(Stored entries)

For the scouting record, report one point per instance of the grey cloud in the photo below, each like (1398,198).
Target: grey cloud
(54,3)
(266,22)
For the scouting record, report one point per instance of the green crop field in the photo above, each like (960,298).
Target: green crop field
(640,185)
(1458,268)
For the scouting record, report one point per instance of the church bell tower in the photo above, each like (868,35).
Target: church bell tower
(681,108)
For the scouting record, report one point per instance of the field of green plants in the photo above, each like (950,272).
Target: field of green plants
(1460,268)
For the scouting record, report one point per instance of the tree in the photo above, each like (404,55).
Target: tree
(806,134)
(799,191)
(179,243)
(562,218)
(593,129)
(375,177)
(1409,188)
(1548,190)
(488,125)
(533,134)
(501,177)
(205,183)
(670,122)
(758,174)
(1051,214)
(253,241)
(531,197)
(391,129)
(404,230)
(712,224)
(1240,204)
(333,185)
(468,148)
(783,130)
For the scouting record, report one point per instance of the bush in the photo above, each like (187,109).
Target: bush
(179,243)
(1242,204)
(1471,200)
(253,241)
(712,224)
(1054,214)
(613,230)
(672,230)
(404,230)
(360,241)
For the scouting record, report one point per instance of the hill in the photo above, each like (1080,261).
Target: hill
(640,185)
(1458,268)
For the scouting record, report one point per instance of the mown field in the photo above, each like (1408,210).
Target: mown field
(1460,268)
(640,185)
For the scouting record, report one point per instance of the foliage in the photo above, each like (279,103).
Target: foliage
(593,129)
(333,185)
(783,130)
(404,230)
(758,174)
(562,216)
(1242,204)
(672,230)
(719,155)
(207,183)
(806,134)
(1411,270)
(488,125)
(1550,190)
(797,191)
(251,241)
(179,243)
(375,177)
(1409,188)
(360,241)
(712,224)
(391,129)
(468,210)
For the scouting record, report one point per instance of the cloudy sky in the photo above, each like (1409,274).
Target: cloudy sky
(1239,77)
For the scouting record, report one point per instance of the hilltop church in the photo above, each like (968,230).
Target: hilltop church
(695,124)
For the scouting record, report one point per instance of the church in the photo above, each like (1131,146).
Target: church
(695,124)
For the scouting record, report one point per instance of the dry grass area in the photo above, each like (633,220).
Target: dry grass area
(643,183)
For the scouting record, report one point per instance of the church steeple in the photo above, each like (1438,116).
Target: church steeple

> Your goal
Reproduce the material above without altering a single character.

> Answer to this problem
For the scouting record, report one point per instance of the grey cloud in the photo below, each like (1398,198).
Target: grey cloud
(54,3)
(266,22)
For the scouting record, report one point per instance of the green crop field in the photo above, each like (960,298).
Target: green crop field
(640,185)
(1458,268)
For the scouting record, report one point per instance of the church bell tower in the photo above, each like (868,35).
Target: church bell tower
(681,108)
For the scouting record, report one point per instance of the field of green plants in the photo above, each like (950,272).
Target: field of green plants
(1460,268)
For the scouting record, report one point per instance of the tree in the photo above, each like (404,55).
Target: tree
(806,134)
(799,191)
(179,243)
(562,218)
(593,129)
(375,177)
(1409,188)
(1548,190)
(488,125)
(533,134)
(501,177)
(205,183)
(670,122)
(758,174)
(1051,214)
(253,241)
(531,197)
(391,129)
(404,230)
(712,224)
(1240,204)
(333,185)
(468,148)
(783,130)
For the scouting record, report one point per instance of the bush in the photo above, each like (187,109).
Target: bush
(179,243)
(1242,204)
(1471,200)
(253,241)
(712,224)
(1054,214)
(613,230)
(672,230)
(404,230)
(360,241)
For the scouting record, report one point per instance of the hill in the photo above, each like (1080,261).
Target: hill
(640,185)
(1458,268)
For the scouting record, report one point per instance of the mown field in the photo above, each like (1408,210).
Target: mown field
(1460,268)
(640,185)
For the scouting record, report one point per instance of the foliage in the photo above, each like (279,103).
Target: foliage
(593,129)
(333,185)
(783,130)
(404,230)
(758,174)
(562,216)
(1242,204)
(672,230)
(719,155)
(207,183)
(806,134)
(1411,270)
(488,125)
(1550,190)
(797,191)
(251,241)
(179,243)
(375,177)
(1409,188)
(360,241)
(712,224)
(391,129)
(468,210)
For the scouting record, report one point per instance of the cloudy sky in the photo above, each like (1409,274).
Target: cloudy sky
(1239,77)
For the scouting record, report one point per instance of the hilltop church in the photo above, each like (968,230).
Target: hilltop church
(695,124)
For the scouting record, report one point per instance of the church in the photo above, each like (1131,146).
Target: church
(695,124)
For the scouting record, report one point per instance of the dry grass area in the photo above, each like (633,220).
Target: dry grass area
(643,183)
For the scouting record, report one point per instance of the church steeple in the photo above, each like (1438,116).
Target: church steeple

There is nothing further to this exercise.